# T3 60 trim or T3 Super 60 what did they come on stock?



## davidgel (Jan 5, 2001)

I need to go junkyard robbing soon to get a T3 60 trim for my 16vTABA project, can anyone tell me on what car they came stock on?
Preferably cars easily findable for low cost, I will have the turbo rebuilt by a local shop here before installing it!
Thanks,


----------



## killa (Nov 26, 2000)

*Re: T3 60 trim or T3 Super 60 what did they come on stock? (davidgel)*

quote:[HR][/HR]I need to go junkyard robbing soon to get a T3 60 trim for my 16vTABA project, can anyone tell me on what car they came stock on?
Preferably cars easily findable for low cost, I will have the turbo rebuilt by a local shop here before installing it!
Thanks,[HR][/HR]​The super 60 is only made by turbonetics, other places sell them too, but they come stamped with turbonetics all over them. 60 trims come in the single turbo 300zx's,merkur xr4ti's, ford thunderwhore, and that about it from the top of my head.


----------



## need_a_VR6 (May 19, 1999)

*Re: T3 60 trim or T3 Super 60 what did they come on stock? (killa)*

As well as Mustang SVO's. Man you're slacking you missed one







The easy well to tell a Thunderbird Turbocoupe from afar is the hood scoops.

Given material:

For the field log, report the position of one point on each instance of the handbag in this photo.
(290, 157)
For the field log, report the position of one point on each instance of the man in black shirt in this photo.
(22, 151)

What to work on:
[A] Decide whether each statement agrees with the turbo thread, answering yes or no and quoting the deciding words: (i) The Super 60 is made only by Turbonetics. (ii) The first poster plans to rebuild the turbo himself. (iii) Mustang SVOs are also named as cars with a 60 trim.
[B] Rewrite the passage of the turbo thread that begins at the words "## killa (Nov" and stops after "of my head.", with "Turbonetics" in place of "turbonetics".
The lines are separate material and do not belong to the turbo thread.

Solutions by task:
[A]
(i) Yes: "The super 60 is only made by turbonetics"
(ii) No: "I will have the turbo rebuilt by a local shop here before installing it!"
(iii) Yes: "As well as Mustang SVO's."

[B]
## killa (Nov 26, 2000)

*Re: T3 60 trim or T3 Super 60 what did they come on stock? (davidgel)*

quote:[HR][/HR]I need to go junkyard robbing soon to get a T3 60 trim for my 16vTABA project, can anyone tell me on what car they came stock on?
Preferably cars easily findable for low cost, I will have the turbo rebuilt by a local shop here before installing it!
Thanks,[HR][/HR]​The super 60 is only made by Turbonetics, other places sell them too, but they come stamped with Turbonetics all over them. 60 trims come in the single turbo 300zx's,merkur xr4ti's, ford thunderwhore, and that about it from the top of my head.